__PROBLEM__: The answer should consist of each line from the data below that includes "palm".

__DATA TO USE__:
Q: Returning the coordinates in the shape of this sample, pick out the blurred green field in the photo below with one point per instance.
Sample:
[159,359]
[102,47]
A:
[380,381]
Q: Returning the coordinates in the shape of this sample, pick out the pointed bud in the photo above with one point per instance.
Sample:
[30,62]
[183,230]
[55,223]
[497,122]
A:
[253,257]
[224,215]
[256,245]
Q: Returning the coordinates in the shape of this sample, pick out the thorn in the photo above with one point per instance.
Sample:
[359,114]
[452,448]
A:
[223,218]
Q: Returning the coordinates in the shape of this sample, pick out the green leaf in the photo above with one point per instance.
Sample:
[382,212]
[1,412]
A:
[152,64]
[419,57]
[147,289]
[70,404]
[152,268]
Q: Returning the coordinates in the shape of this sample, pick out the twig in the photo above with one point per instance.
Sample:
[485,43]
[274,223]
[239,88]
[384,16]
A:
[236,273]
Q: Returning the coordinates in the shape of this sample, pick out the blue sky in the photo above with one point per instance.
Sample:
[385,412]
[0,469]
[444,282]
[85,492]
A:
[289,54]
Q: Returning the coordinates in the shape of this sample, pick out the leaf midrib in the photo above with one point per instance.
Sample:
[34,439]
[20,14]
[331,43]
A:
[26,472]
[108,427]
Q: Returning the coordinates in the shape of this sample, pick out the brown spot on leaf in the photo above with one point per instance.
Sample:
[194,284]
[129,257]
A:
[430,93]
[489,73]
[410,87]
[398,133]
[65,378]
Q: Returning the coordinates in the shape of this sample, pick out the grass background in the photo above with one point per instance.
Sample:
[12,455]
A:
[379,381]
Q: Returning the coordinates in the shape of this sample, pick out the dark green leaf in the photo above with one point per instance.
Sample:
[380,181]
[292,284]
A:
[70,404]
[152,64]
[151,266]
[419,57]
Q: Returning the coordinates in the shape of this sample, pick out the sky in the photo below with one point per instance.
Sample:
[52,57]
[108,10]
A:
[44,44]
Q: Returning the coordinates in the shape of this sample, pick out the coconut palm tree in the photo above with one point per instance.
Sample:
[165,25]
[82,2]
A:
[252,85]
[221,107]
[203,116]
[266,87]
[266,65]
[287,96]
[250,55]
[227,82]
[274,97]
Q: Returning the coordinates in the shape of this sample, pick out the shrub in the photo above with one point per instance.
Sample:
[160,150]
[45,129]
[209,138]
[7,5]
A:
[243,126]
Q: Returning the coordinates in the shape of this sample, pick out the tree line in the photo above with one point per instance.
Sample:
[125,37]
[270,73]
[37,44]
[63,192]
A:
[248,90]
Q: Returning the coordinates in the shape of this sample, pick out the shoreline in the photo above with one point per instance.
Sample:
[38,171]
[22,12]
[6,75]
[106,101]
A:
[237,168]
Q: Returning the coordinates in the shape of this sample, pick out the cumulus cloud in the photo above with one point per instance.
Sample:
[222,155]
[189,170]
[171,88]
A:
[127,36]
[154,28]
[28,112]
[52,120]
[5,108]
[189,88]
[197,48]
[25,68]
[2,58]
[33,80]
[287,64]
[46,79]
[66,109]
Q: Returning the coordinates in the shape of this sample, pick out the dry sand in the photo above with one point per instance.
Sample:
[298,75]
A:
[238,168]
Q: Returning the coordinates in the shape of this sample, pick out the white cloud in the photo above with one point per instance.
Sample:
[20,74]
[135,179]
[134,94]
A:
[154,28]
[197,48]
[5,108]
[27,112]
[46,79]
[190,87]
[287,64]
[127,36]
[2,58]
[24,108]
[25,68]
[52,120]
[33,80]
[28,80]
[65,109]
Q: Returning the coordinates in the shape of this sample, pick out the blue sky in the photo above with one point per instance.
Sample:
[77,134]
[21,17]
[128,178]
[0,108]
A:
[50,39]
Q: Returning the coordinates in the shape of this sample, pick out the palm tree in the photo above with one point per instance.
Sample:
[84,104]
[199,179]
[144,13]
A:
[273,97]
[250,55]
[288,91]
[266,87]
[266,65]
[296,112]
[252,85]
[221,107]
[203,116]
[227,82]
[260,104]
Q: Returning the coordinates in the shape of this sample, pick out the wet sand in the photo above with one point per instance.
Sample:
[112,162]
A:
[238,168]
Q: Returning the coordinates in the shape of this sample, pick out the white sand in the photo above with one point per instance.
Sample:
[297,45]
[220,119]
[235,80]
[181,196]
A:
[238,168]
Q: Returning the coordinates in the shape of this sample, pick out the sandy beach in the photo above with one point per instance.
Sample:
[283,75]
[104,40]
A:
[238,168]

__EXERCISE SOLUTION__:
Q: Returning the coordinates in the shape of this sample, pick out the coconut palm tree in the photo above with one point per instance.
Q: Returning the coordinates in the shape of this sample, pick out the palm tree in the photo above with one point per instance.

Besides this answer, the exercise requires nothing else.